Short task
Print the data below verbatim, every line in its original order.
══════
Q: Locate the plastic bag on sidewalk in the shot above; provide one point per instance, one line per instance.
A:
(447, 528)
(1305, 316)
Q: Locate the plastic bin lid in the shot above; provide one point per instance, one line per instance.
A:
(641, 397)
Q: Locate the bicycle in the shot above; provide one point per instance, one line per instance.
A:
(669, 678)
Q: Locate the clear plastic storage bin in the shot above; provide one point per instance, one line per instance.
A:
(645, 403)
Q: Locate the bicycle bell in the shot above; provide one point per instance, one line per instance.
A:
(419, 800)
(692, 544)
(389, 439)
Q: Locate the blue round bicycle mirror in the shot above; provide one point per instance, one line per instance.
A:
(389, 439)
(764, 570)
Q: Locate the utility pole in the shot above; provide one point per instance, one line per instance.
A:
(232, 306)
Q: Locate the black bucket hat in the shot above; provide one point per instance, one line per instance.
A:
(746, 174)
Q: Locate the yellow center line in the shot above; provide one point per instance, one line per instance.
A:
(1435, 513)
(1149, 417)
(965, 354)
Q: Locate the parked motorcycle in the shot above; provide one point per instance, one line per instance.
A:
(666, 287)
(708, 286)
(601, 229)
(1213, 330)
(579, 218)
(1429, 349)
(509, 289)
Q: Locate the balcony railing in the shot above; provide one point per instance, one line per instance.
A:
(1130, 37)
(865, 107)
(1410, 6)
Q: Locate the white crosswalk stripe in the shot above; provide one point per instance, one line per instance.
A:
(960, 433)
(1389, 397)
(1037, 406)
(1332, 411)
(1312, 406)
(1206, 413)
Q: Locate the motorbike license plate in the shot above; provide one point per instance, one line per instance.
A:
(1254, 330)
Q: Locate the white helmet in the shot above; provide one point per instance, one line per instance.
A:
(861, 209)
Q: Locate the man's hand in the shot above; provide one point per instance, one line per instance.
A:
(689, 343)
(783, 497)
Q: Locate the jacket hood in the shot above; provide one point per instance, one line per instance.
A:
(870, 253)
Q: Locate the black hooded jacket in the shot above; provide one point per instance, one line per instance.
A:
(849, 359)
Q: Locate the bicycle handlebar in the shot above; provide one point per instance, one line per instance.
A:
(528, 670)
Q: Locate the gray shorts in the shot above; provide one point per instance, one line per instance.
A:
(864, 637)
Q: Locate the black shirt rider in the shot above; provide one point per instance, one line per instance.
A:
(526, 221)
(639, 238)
══════
Correct result
Q: Locate the plastic bag on sidewalk in the shot above; provide one point per instance, one line per instance.
A:
(447, 528)
(1305, 316)
Q: Locate the plastic bin lid in the shot above; provide one point per instance, one line per instance.
A:
(641, 397)
Q: Locate the bicycle in the shot above; provide one point per instance, one line per instance.
A:
(669, 678)
Q: Locate the clear plastic storage bin in the shot above; provide one point per instance, one line per instance.
A:
(645, 403)
Q: Locate the bicycle bell in the shot above; provide one point per instance, one line per instance.
A:
(419, 800)
(692, 544)
(389, 439)
Q: Locate the blue round bicycle mirror in the shot above; provide one point per instance, one line per instance.
A:
(389, 439)
(764, 570)
Q: Locate the utility pole in the shot above; provide one point per instance, one line per instance.
A:
(232, 306)
Q: Locate the black bucket hat in the shot above; provide one point per instance, one line per instance.
A:
(746, 174)
Q: Locate the yellow center line in the shot above; provide one point per instance, one line per instance.
A:
(1435, 513)
(1149, 417)
(965, 354)
Q: Locate the parked motorcycle in the shot above; provide one point per instance, one line per instance.
A:
(666, 287)
(708, 286)
(601, 229)
(1213, 330)
(579, 218)
(1429, 349)
(509, 289)
Q: Locate the balcony railing in the shot above; provide one point per instance, one line per instance.
A:
(1130, 37)
(865, 107)
(1410, 6)
Q: Locate the white crosswalk stripe in the shot above; provide one point per instance, one line per instance.
A:
(960, 433)
(1389, 397)
(1037, 406)
(1332, 411)
(1312, 406)
(1206, 413)
Q: Locate the motorbike license plate in the shot above; provide one point per instance, one line per instance.
A:
(1254, 330)
Q: Locate the white helmet in the shot above; provide one point per instance, one line per instance.
A:
(861, 209)
Q: Locate the man's hand in the shot above; provide one point per instance, one line per instance.
A:
(689, 343)
(783, 497)
Q: Locate the jacket hood in the shot above; provide one point per instance, one line per instance.
A:
(870, 253)
Q: Locate the black hooded jacket in the shot above; provide one point per instance, one line per instance.
A:
(849, 359)
Q: Locate the bicycle handlebar in the shot above; provide one point per instance, one line per instance.
A:
(528, 670)
Q: Locate the gray shorts in the shot above; provide one point per instance, one line per instance.
A:
(864, 637)
Q: Locate the black shirt rider in the shot above; provide one point per instance, one line per instance.
A:
(526, 221)
(639, 238)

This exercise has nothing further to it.